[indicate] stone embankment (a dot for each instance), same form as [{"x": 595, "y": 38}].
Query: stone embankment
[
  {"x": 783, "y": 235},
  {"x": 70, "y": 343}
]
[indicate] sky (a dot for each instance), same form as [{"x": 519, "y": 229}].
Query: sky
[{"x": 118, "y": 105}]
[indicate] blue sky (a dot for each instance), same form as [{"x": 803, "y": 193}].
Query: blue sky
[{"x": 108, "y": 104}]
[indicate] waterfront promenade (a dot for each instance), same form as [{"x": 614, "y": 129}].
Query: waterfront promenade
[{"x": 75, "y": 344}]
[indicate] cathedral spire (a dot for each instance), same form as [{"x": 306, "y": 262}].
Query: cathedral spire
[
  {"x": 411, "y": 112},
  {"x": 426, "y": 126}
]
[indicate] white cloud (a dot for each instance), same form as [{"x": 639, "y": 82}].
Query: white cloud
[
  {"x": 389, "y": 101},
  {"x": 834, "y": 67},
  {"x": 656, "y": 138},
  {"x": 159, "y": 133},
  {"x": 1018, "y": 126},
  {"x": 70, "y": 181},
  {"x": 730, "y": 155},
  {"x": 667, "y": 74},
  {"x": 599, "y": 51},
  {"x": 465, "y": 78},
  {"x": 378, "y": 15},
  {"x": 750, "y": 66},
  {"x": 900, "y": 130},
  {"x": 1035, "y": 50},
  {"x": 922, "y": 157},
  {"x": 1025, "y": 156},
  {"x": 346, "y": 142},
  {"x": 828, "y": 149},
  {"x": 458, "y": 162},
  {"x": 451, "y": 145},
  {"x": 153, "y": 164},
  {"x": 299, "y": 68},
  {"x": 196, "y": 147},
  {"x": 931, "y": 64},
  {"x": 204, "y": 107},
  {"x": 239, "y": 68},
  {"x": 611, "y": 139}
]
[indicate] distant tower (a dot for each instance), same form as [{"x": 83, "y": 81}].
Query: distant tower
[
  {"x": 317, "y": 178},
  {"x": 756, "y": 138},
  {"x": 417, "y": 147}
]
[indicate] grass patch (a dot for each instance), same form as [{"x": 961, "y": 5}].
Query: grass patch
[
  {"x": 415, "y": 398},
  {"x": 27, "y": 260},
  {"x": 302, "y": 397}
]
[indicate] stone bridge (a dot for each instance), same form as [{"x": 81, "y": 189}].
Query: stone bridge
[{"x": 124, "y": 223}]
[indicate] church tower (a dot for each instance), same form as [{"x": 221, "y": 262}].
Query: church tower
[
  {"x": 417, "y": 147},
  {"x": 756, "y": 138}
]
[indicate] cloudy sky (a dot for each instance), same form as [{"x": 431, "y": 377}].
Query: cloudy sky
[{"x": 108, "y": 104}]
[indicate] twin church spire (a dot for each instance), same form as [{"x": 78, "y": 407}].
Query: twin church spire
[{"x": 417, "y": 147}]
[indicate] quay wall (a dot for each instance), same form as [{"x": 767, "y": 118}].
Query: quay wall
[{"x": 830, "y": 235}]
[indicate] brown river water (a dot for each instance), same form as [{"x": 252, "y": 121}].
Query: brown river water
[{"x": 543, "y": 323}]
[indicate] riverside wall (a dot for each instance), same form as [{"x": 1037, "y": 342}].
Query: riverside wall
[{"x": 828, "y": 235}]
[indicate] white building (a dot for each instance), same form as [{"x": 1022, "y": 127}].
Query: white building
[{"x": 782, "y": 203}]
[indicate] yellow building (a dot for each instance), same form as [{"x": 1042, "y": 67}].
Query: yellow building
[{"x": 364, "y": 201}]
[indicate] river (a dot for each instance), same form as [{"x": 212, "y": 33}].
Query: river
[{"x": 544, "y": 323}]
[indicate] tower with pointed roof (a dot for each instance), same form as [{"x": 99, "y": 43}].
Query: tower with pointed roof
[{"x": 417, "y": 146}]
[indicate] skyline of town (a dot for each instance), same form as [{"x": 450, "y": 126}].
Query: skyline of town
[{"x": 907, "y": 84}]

About this task:
Send back, unchanged, every line of the records from the one with "[indicate] yellow building" through the last.

Written answer:
[indicate] yellow building (a dot for each instance), same form as [{"x": 1042, "y": 67}].
Query: yellow building
[{"x": 364, "y": 201}]
[indicate] river (a dot for each instance), same form as [{"x": 212, "y": 33}].
Query: river
[{"x": 544, "y": 323}]
[indicate] tower with pointed roof (a dot for each instance), same form as [{"x": 99, "y": 43}].
Query: tower with pointed roof
[{"x": 417, "y": 146}]
[indicate] skyline of town (a dot for each instance), same form as [{"x": 450, "y": 126}].
Query: skyline of town
[{"x": 907, "y": 84}]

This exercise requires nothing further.